> _What the task asks_
Please rewrite the records below, replacing every "instance" with "item" and leaving everything else unchanged.

> _Input records_
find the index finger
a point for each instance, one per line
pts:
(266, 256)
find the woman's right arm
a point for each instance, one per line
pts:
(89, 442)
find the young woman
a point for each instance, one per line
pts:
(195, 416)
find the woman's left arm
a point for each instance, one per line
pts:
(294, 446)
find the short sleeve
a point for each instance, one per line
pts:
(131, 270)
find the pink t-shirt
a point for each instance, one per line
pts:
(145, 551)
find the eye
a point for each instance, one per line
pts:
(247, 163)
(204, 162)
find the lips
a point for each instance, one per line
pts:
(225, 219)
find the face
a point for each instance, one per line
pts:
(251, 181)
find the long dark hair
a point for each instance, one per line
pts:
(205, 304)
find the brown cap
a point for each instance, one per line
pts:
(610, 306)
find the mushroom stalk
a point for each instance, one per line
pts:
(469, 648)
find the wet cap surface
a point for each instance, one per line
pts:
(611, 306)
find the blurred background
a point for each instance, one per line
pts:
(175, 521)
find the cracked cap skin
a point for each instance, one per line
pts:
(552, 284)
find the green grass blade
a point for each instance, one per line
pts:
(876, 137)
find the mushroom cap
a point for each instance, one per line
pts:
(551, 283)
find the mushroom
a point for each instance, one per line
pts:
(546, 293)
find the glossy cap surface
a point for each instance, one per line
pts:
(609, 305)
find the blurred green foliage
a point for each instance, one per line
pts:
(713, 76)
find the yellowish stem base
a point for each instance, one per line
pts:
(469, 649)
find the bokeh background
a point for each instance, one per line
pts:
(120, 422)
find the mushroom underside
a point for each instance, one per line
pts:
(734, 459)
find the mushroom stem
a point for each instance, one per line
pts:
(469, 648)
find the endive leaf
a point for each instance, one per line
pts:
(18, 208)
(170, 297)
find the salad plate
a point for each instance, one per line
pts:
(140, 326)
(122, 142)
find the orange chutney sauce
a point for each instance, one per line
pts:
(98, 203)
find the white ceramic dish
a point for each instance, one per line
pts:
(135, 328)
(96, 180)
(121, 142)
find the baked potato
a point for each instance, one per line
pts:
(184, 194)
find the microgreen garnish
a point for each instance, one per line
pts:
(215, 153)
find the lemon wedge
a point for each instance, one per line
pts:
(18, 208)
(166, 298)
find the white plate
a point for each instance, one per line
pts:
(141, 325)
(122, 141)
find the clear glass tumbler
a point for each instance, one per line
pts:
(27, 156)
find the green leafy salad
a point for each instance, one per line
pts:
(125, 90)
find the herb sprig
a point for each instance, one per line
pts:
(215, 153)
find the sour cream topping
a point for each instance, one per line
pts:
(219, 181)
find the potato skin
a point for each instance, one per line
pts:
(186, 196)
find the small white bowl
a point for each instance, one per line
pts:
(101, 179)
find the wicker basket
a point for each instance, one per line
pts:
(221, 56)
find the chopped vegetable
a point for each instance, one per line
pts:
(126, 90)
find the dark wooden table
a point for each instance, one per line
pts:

> _Problem solution_
find the index finger
a point for each item, one per line
pts:
(266, 256)
find the woman's right arm
a point for each item, one per line
pts:
(89, 442)
find the young woman
a point for each item, one per line
pts:
(195, 416)
find the woman's left arm
a point for each item, one per line
pts:
(294, 446)
find the short sleeve
a point for each item, one per line
pts:
(131, 270)
find the pink t-shirt
a point for each item, one per line
pts:
(145, 551)
find the eye
a point for each item, one per line
pts:
(247, 163)
(204, 162)
find the lips
a point for each item, one per line
pts:
(225, 219)
find the face
a point for each item, one per line
pts:
(251, 181)
find the long dark hair
a point for each item, one per line
pts:
(205, 304)
find the brown cap
a point for each item, one per line
pts:
(610, 306)
find the mushroom stalk
a point for each item, one per line
pts:
(469, 648)
find the wet cap surface
a point for each item, one per line
pts:
(611, 306)
find the blurred background
a point for each item, one per line
pts:
(175, 521)
find the cracked cap skin
a point for each item, one per line
pts:
(552, 284)
find the green grass blade
a point for each item, one per line
pts:
(876, 137)
find the mushroom cap
a point for each item, one per line
pts:
(551, 283)
find the mushroom
a point for each item, one per line
pts:
(546, 293)
find the glossy cap surface
a point for each item, one per line
pts:
(609, 305)
find the blurred green foliage
a point for each item, one per line
pts:
(713, 76)
find the yellowish stem base
a point for each item, one per line
pts:
(469, 649)
find the bokeh background
a point for each item, one per line
pts:
(120, 422)
find the mushroom underside
a point for each item, one per line
pts:
(734, 459)
find the mushroom stem
a point for each item, one per line
pts:
(469, 648)
find the endive leaf
a point for each item, one per line
pts:
(18, 208)
(170, 297)
find the salad plate
a point for each item, one per line
pts:
(140, 326)
(122, 142)
find the orange chutney sauce
a point for each item, one per line
pts:
(98, 203)
find the white ceramic dish
a point for each item, one per line
pts:
(135, 328)
(96, 180)
(121, 142)
find the baked potato
a point for each item, one per line
pts:
(184, 194)
find the microgreen garnish
a point for each item, one per line
pts:
(215, 153)
find the lemon wedge
a point for each item, one per line
pts:
(18, 208)
(166, 298)
find the white plate
a point for each item, one per line
pts:
(141, 325)
(122, 141)
find the clear glass tumbler
a point for each item, one per line
pts:
(27, 156)
find the green leafy salad
a point for each item, one per line
pts:
(125, 90)
find the herb sprig
a point for each item, one per line
pts:
(215, 153)
find the sour cream topping
a point for each item, one per line
pts:
(219, 181)
find the potato skin
a point for each item, one per line
pts:
(186, 196)
find the small white bowl
a point for each item, one per line
pts:
(101, 179)
find the wicker basket
a point for each item, one per line
pts:
(221, 56)
find the chopped vegetable
a point for each item, one per line
pts:
(126, 90)
find the dark wooden table
a point for each item, one per line
pts:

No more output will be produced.